PROBLEM: Each line of the material that mentions the word "engine" is to be copied.

━━━━━━━━

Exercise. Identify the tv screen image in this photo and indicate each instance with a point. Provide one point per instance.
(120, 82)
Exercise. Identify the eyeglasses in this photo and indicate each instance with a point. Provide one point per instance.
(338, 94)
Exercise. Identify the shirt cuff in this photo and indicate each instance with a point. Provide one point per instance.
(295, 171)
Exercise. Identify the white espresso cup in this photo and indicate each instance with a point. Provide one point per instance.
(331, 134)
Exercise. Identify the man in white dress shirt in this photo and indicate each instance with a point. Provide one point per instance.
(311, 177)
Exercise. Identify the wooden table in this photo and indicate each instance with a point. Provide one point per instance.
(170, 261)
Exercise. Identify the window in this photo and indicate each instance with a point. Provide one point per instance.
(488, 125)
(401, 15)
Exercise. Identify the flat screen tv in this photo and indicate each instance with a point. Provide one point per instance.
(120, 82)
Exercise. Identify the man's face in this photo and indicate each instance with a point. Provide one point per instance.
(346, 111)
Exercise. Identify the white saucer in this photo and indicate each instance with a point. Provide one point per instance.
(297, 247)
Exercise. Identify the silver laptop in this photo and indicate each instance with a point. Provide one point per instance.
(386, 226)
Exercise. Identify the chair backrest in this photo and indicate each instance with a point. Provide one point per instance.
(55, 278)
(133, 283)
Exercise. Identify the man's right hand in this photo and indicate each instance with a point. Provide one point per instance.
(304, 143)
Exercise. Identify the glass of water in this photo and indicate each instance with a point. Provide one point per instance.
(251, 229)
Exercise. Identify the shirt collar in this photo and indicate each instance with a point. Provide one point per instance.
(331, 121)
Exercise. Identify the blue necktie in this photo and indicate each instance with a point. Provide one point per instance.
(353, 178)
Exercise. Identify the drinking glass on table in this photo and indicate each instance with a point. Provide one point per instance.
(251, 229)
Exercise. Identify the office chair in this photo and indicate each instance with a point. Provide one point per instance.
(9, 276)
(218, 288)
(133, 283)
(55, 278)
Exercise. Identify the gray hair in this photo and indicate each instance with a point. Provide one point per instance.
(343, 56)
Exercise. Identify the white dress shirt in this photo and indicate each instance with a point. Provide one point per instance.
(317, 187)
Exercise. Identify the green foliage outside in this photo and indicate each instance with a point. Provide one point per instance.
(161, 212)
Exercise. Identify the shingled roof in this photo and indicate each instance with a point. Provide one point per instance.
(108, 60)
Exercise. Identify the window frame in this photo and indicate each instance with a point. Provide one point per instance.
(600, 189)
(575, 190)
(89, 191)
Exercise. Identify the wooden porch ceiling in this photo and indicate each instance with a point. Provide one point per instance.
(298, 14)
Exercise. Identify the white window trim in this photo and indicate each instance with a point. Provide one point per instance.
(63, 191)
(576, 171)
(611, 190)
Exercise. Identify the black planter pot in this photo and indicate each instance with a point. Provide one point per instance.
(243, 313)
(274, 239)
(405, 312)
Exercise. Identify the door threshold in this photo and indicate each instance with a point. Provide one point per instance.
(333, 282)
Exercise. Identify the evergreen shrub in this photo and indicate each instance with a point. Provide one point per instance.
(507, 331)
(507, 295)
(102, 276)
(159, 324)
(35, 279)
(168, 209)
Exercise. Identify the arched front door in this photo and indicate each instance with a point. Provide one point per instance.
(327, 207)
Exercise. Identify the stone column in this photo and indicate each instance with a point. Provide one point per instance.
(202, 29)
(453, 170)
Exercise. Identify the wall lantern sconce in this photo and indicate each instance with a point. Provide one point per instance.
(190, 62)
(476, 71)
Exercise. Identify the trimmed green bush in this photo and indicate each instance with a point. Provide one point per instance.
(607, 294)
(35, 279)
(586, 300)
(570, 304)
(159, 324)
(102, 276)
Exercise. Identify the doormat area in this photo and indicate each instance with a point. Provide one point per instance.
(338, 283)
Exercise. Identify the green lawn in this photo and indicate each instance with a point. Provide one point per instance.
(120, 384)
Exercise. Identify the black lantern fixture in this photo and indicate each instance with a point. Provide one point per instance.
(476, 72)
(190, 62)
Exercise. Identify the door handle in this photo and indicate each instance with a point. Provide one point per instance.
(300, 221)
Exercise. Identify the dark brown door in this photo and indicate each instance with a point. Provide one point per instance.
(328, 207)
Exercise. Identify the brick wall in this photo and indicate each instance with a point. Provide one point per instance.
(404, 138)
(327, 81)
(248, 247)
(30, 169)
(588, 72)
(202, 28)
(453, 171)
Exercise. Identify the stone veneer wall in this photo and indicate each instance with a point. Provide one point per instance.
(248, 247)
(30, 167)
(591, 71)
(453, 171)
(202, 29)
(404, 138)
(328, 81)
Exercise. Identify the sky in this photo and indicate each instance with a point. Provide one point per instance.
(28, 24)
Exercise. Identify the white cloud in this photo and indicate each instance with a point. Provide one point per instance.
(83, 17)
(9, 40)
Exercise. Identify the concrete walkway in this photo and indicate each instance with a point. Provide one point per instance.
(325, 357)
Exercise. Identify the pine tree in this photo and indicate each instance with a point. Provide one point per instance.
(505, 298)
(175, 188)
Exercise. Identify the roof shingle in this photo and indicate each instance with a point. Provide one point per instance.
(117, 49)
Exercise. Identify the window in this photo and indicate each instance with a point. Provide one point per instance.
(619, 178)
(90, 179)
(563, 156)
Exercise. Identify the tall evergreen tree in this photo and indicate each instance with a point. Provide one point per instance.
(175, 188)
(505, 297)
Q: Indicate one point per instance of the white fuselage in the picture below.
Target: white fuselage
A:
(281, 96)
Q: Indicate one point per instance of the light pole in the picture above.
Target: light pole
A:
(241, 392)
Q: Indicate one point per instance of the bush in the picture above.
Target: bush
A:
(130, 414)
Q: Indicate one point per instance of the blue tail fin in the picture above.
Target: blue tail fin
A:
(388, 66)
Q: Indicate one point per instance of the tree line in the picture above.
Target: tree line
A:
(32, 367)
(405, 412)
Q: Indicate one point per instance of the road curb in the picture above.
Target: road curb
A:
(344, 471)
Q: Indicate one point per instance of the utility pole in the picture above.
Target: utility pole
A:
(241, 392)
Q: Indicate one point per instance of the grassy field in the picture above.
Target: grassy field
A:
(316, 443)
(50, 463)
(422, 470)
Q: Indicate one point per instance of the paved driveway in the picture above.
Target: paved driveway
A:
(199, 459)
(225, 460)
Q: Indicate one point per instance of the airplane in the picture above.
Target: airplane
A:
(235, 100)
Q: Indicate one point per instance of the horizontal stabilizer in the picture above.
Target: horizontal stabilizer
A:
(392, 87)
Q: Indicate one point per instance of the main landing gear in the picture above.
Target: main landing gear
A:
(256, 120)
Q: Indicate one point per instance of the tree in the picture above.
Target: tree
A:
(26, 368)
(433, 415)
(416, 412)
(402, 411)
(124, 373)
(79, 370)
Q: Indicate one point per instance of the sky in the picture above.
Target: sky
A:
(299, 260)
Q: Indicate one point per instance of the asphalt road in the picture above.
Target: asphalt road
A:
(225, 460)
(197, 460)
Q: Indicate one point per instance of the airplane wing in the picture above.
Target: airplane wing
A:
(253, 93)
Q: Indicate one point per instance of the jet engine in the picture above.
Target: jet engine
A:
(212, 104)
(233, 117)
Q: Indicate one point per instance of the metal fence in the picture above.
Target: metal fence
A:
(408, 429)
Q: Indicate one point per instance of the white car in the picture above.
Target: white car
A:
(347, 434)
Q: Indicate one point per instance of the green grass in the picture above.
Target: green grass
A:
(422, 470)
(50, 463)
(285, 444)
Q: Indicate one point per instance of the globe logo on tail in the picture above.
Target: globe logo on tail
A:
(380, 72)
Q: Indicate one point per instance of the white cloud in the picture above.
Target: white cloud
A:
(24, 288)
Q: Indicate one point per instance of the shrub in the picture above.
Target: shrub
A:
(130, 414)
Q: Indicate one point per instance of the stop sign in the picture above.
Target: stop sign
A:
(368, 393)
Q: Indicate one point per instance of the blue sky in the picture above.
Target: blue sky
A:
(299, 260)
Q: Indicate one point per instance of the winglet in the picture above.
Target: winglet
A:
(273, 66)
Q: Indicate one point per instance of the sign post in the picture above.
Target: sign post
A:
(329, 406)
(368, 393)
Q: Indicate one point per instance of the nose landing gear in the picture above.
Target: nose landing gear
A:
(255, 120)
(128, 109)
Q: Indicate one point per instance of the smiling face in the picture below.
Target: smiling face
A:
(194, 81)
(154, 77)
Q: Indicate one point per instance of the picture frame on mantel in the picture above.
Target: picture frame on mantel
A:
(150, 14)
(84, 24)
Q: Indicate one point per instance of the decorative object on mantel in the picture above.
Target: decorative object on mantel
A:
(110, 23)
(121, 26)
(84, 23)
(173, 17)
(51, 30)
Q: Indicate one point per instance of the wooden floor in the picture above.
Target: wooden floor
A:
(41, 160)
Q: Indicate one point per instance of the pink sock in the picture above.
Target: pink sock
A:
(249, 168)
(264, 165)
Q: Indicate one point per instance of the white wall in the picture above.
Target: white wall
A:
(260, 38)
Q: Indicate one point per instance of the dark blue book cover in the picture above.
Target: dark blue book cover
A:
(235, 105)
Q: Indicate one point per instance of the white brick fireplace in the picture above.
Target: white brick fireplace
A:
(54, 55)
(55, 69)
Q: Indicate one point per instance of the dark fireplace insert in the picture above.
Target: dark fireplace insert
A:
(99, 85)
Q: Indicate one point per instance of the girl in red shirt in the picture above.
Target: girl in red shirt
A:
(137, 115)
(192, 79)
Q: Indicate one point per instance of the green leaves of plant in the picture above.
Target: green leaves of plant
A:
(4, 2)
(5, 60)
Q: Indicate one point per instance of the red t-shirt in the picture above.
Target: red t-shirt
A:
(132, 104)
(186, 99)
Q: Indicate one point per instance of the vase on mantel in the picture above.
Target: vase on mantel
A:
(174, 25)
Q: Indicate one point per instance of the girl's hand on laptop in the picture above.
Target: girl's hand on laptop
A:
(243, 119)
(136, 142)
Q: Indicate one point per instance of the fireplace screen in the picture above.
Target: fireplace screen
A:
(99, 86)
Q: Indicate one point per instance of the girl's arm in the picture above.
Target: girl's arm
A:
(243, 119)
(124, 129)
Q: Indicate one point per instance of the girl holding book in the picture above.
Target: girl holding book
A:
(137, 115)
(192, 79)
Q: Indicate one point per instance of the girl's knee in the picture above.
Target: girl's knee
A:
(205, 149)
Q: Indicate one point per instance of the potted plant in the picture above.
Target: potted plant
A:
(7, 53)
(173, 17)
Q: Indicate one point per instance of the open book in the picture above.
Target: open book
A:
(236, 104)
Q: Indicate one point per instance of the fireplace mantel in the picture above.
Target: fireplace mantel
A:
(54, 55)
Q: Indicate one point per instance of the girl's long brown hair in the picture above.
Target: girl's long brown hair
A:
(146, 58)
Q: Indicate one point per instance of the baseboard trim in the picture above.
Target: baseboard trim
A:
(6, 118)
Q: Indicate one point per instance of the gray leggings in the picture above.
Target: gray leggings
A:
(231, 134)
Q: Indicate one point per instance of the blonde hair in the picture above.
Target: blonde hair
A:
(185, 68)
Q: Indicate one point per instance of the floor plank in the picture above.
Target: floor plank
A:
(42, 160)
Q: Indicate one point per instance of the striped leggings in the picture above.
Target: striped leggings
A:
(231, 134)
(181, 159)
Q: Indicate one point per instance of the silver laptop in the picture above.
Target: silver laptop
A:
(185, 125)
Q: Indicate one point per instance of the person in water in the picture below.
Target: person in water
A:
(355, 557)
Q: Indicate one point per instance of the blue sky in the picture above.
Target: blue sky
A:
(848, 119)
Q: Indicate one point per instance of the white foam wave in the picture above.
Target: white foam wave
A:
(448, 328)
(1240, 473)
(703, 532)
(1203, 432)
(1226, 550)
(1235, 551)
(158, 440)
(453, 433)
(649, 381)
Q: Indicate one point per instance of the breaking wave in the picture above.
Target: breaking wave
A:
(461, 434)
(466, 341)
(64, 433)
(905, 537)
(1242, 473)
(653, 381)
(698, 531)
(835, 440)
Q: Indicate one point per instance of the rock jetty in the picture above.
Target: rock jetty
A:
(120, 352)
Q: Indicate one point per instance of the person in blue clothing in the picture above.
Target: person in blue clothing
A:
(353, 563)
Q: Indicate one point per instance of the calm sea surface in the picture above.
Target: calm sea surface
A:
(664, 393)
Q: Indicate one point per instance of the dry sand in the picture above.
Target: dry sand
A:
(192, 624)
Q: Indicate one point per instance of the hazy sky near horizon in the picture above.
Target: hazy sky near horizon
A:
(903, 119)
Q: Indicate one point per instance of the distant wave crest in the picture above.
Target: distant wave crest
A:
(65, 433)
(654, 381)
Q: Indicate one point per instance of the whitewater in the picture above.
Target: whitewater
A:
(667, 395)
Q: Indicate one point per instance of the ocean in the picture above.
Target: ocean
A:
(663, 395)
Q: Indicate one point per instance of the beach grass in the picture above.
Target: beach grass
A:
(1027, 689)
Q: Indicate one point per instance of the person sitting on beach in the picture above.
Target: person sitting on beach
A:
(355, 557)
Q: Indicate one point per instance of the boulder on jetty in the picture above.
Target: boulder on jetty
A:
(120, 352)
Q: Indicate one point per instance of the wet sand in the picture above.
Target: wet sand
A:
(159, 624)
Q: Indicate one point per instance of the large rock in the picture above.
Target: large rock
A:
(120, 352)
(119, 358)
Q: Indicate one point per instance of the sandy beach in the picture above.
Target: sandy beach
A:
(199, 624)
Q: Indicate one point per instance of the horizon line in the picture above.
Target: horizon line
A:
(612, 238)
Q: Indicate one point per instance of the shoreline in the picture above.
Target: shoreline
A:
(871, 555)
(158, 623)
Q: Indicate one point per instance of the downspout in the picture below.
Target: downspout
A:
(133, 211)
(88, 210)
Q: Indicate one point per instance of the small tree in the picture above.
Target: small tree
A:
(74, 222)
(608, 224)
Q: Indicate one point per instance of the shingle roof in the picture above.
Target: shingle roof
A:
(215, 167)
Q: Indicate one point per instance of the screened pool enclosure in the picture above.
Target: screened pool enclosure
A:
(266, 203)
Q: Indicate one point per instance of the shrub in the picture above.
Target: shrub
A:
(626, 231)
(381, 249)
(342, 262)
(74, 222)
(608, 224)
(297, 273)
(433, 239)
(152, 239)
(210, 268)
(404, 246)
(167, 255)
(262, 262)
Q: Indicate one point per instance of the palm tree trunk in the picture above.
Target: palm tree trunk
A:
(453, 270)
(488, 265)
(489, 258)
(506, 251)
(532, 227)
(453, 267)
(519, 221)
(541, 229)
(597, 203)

━━━━━━━━

TASK ANSWER:
Q: Indicate one point per instance of the jet engine in the picture above.
Target: jet engine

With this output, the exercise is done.